Olive Sturgess (born October 8, 1933) is a Canadian former actress who worked in films, television shows, and theatre in the 1950s and 1960s. Her parents were Mr. and Mrs. Leonard Sturgess. Leonard hosted his own radio show. She came to Hollywood in 1954.

Film
Sturgess was signed to Universal Studios in her early 20s. She had a supporting role the comedy film The Kettles in the Ozarks (1956), which was the ninth installment of Universal Pictures's Ma and Pa Kettle series. She played Ma's daughter Nancy Kettle. In Roger Corman's comedy horror film The Raven (1963) starring Vincent Price, Peter Lorre and Boris Karloff, she played Estelle Craven. She appeared as Bonnie Young in the Western film Requiem for a Gunfighter (1965) starring Rod Cameron.

> [RECORDED DATA]
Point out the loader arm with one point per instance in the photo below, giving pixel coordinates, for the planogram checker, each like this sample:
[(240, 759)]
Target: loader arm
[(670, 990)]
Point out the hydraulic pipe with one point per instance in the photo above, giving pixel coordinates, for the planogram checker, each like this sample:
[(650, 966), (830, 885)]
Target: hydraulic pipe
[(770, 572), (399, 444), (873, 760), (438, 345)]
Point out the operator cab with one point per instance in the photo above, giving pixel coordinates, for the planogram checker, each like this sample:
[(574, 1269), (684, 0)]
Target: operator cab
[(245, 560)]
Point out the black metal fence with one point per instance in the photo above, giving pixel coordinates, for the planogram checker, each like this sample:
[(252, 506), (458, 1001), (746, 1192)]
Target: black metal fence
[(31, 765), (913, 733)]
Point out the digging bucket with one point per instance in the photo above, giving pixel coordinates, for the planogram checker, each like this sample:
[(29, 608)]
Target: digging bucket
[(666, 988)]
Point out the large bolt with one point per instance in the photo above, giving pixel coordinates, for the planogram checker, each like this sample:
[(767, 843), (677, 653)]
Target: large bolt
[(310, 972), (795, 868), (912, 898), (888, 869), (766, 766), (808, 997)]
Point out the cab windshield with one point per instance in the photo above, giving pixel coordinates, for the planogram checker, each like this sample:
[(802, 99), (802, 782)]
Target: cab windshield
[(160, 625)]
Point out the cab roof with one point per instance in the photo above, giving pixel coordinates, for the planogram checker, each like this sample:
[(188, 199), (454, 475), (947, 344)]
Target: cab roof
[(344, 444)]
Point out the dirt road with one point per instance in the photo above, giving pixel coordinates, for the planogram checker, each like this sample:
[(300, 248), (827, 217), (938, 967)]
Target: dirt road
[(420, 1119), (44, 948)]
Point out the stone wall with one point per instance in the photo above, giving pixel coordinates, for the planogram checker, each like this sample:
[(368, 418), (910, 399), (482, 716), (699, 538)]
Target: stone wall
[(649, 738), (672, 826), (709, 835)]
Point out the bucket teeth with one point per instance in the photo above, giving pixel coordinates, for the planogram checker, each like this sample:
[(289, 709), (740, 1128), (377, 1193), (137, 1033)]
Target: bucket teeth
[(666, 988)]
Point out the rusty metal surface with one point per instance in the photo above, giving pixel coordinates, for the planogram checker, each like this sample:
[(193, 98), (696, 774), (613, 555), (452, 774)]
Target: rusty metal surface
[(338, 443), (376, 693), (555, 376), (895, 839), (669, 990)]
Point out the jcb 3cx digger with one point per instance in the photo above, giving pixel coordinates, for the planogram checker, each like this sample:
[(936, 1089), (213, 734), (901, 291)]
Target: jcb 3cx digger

> [WHAT YOU NEED TO DO]
1. Answer these questions using the biography of Olive Sturgess.
(a) In what year did Sturgess come to Hollywood?
(b) Which studio signed Sturgess in her early 20s?
(c) What character did Sturgess play in The Raven (1963)?
2. Continue the biography of Olive Sturgess after its final sentence.

> [EXPECTED OUTPUTS]
1.
(a) 1954
(b) Universal Studios
(c) Estelle Craven

2.
Television
Sturgess appeared in dozens of television series from 1955 to 1974, beginning with an episode of the anthology series Studio 57 titled "Take My Hand."  Other series include The Millionaire (1955),  The People's Choice with Jackie Cooper, Front Row Center, The Red Skelton Hour, Tales of Wells Fargo with Dale Robertson, Sugarfoot with Will Hutchins, Rawhide, Have Gun - Will Travel, Wagon Train, Hawaiian Eye, Maverick with Roger Moore, Checkmate with Sebastian Cabot and Doug McClure,  Petticoat Junction with Edgar Buchanan, The Virginian, Bonanza, The Girl from U.N.C.L.E. and Ironside with Raymond Burr. She also appeared in episodes of The Tall Man starring Clu Gulager with Judy Nugent as one of Andy Clyde's nefarious daughters.

Personal life
Sturgess' cousin was English actress Joan Benham. Sturgess was married to musician Dale Anderson.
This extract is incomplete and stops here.